**SET OF TASKS:**
1) For each statement, decide whether the astrophotography notes support it. Answer yes or no, and quote the words from the notes that settle it. (a) Some of the rejected frames had eccentricities of 30% or more. (b) The M3 image is a little too yellow. (c) The gear and worm driving the declination axis were remeshed in the evening.
2) Please quote the astrophotography notes word for word, starting at "I saw several" and ending at "to tonight's snuff).".

**SELECTED TEXT:**
[BEGIN]
I saw several frames with PSF's in the 1.7 arc second range (superb for here) and eccentricities in the sub 1% range (excellent for anywhere). I had a great pile of luminance data, so I tossed the bottom third. The rejected frames included some with PSF's over 3 arc-seconds and eccentricities of 30% or more (not shabby, just not up to tonight's snuff).

I'm never satisfied with my efforts at M3. I always want to recapture the view through the 26-inch Clark at Leander McCormack Observatory (U of Va, May 1973). This image is a little too blue; the huge yellow giants are OK. And I always ended my public star tours at Chaco Canyon by aiming John Sefick's donated 25-inch Dob at M3 and inviting unsuspecting guests up the ladder to have a look. It was a good time to be alert, because some literally gasped and stepped back into open air. I'd urge visitors to refocus for their own eyes, and when I was confident they had the cluster shining at its best, I'd quietly say, for each, "The faintest stars you can see in that cluster are a thousand times brighter than the Sun." That was probably stretching it a bit; 250 times would be closer, depending on how acute the visitor's vision was. In the photo above, the faintest (and I mean the very faintest) stars are just about as bright as the Sun, 19th magnitude to a fair approximation.

 

5/9/2014. This morning, I remeshed the gear and worm that drives the declination axis. It's been overshooting when making small corrections and amplifying rather than reducing some guide errors (errors of a few tenths of an arc second often get blown up to an arc second or more, sawing back and forth past the proper spot). When I realized what was happening, I rechecked polar alignment and then turned off guiding, letting the telescope take data without corrections.
[END]
**DATASET EXTRACT:**
[BEGIN]
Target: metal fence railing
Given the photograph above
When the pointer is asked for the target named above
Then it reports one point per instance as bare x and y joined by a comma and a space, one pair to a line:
[END]
**RESULTS OF THE EXERCISE:**
1)
(a) Yes: "The rejected frames included some with PSF's over 3 arc-seconds and eccentricities of 30% or more"
(b) No: "This image is a little too blue; the huge yellow giants are OK."
(c) No: "This morning, I remeshed the gear and worm that drives the declination axis."

2)
I saw several frames with PSF's in the 1.7 arc second range (superb for here) and eccentricities in the sub 1% range (excellent for anywhere). I had a great pile of luminance data, so I tossed the bottom third. The rejected frames included some with PSF's over 3 arc-seconds and eccentricities of 30% or more (not shabby, just not up to tonight's snuff).